**Instructions for the task**
Copy every row below word for word, leaving none out.

▼

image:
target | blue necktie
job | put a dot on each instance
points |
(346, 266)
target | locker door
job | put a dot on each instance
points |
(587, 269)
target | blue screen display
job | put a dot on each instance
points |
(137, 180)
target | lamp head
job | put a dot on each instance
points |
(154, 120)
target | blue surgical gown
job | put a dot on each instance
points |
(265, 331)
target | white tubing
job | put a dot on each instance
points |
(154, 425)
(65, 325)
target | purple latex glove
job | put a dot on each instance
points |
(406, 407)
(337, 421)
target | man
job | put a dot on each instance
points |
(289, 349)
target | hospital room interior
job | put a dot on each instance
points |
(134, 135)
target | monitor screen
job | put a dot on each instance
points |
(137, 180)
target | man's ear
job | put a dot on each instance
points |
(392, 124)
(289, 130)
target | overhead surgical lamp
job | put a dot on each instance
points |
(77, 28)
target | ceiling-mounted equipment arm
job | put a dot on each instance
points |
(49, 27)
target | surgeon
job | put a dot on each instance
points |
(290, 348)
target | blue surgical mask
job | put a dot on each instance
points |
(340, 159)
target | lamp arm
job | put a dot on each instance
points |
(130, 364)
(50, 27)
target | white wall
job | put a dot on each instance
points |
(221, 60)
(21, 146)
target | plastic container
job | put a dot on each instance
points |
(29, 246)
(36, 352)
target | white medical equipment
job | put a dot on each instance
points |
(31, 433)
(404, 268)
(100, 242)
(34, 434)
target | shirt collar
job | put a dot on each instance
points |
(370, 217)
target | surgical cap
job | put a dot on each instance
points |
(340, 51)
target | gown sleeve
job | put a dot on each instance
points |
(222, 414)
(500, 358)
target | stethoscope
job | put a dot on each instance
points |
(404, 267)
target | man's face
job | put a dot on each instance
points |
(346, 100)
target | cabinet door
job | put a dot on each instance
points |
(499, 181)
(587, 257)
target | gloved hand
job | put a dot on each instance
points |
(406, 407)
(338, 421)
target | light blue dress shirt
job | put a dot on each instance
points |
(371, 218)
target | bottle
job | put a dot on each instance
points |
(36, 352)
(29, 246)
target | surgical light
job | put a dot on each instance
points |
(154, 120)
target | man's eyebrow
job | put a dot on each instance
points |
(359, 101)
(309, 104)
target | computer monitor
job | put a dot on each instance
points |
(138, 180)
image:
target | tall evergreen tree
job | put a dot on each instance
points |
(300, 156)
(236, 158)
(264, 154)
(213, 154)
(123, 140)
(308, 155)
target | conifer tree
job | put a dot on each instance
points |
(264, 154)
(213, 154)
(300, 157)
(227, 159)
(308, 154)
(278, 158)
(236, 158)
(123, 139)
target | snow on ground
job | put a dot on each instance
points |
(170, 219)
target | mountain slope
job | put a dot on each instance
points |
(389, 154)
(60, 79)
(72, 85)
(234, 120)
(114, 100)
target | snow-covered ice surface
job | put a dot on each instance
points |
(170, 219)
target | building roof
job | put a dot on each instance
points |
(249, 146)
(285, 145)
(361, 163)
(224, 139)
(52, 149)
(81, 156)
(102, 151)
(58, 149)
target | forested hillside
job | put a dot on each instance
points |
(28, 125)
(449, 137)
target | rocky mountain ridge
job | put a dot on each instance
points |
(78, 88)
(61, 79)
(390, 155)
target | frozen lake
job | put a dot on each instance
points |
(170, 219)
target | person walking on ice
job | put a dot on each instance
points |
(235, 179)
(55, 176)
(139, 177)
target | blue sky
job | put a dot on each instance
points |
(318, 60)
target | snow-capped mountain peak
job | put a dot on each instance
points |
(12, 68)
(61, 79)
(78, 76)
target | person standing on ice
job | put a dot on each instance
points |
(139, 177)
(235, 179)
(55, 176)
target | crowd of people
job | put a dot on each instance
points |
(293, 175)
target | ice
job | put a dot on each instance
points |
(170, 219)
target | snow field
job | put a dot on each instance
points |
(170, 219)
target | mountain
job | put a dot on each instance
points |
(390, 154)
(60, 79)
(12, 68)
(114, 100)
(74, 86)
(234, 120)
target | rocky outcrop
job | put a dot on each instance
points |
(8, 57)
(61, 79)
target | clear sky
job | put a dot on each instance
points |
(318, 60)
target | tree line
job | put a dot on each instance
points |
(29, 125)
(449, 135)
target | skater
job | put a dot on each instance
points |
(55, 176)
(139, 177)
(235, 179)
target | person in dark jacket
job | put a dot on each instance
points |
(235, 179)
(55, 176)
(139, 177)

▲

**The response**
image:
target | blue necktie
job | put a dot on each instance
points |
(346, 266)
target | locker door
job | put a dot on each instance
points |
(587, 269)
target | blue screen display
job | put a dot on each instance
points |
(137, 180)
target | lamp head
job | put a dot on each instance
points |
(154, 120)
target | blue surgical gown
job | put a dot on each instance
points |
(265, 331)
target | white tubing
job | put a dot on each instance
points |
(154, 425)
(65, 325)
target | purple latex glove
job | put a dot on each instance
points |
(406, 407)
(337, 421)
target | man
job | put a dot on each instance
points |
(289, 349)
target | hospital room interior
job | put a dot on each instance
points |
(134, 135)
target | monitor screen
job | put a dot on each instance
points |
(137, 180)
target | man's ear
job | put a dot on each instance
points |
(392, 124)
(289, 130)
target | overhead surgical lamp
job | put a dot on each instance
points |
(77, 28)
target | ceiling-mounted equipment arm
job | put a dot on each instance
points |
(49, 27)
target | surgeon
job | put a dot on each instance
points |
(290, 348)
target | blue surgical mask
job | put a dot on each instance
points |
(340, 159)
target | lamp arm
job | put a dot on each instance
points |
(130, 364)
(50, 27)
target | white wall
job | put a dot on each instance
points |
(221, 60)
(21, 146)
target | plastic container
job | put a dot on each instance
points |
(29, 246)
(36, 352)
target | white medical equipment
job | put a dot on each instance
points |
(31, 433)
(404, 268)
(100, 242)
(34, 434)
target | shirt collar
job | put a dot on each instance
points |
(370, 217)
target | surgical cap
job | put a dot on each instance
points |
(340, 51)
target | gown sleeve
job | put a dot on each instance
points |
(222, 414)
(500, 358)
target | stethoscope
job | put a dot on each instance
points |
(404, 267)
target | man's face
job | put a dot on each instance
points |
(346, 100)
target | cabinet door
job | put a dot on each instance
points |
(499, 181)
(587, 257)
target | gloved hand
job | put a dot on each instance
points |
(406, 407)
(338, 421)
target | light blue dress shirt
job | put a dot on each instance
points |
(371, 218)
target | bottle
job | put a dot on each instance
points |
(36, 352)
(29, 246)
target | surgical light
job | put a dot on each instance
points |
(154, 120)
target | man's eyebrow
job | put a dot on each instance
points |
(359, 101)
(309, 104)
target | computer monitor
job | put a dot on each instance
points |
(138, 180)
image:
target | tall evergreen tree
job | put a dot on each instance
points |
(300, 156)
(236, 158)
(264, 154)
(213, 154)
(123, 140)
(308, 155)
target | conifer tree
job | put a dot on each instance
points |
(264, 154)
(213, 154)
(300, 157)
(227, 159)
(308, 154)
(278, 158)
(236, 158)
(123, 139)
target | snow on ground
job | put a dot on each instance
points |
(170, 219)
target | mountain slope
job | put a dot on each instance
points |
(389, 154)
(60, 79)
(72, 85)
(234, 120)
(114, 100)
target | snow-covered ice surface
job | put a dot on each instance
points |
(170, 219)
target | building roof
job | put a dot on each instance
points |
(249, 146)
(285, 145)
(361, 163)
(224, 139)
(52, 149)
(81, 156)
(102, 151)
(58, 149)
target | forested hillside
job | put a dot on each instance
points |
(28, 125)
(449, 137)
target | rocky mountain ridge
job | put a dot on each instance
points |
(78, 88)
(61, 79)
(390, 155)
target | frozen lake
job | put a dot on each instance
points |
(170, 219)
target | person walking on ice
job | put a dot on each instance
points |
(235, 179)
(55, 176)
(139, 177)
target | blue sky
job | put a dot on each instance
points |
(318, 60)
target | snow-capped mountain peak
job | put a dot on each instance
points |
(12, 68)
(61, 79)
(78, 76)
target | person standing on ice
job | put a dot on each instance
points |
(139, 177)
(235, 179)
(55, 176)
target | crowd of people
job | put a dot on each instance
points |
(293, 175)
target | ice
job | put a dot on each instance
points |
(170, 219)
target | snow field
job | put a dot on each instance
points |
(170, 219)
target | mountain
job | put a dot on each instance
points |
(390, 154)
(60, 79)
(12, 68)
(114, 100)
(74, 86)
(234, 120)
target | rocky outcrop
job | put a dot on each instance
points |
(8, 57)
(61, 79)
target | clear sky
job | put a dot on each instance
points |
(318, 60)
target | tree line
job | put a dot on each instance
points |
(29, 125)
(449, 135)
target | skater
job | put a dot on each instance
points |
(55, 176)
(139, 177)
(235, 179)
target | person in dark jacket
job | put a dot on each instance
points |
(235, 179)
(55, 176)
(139, 177)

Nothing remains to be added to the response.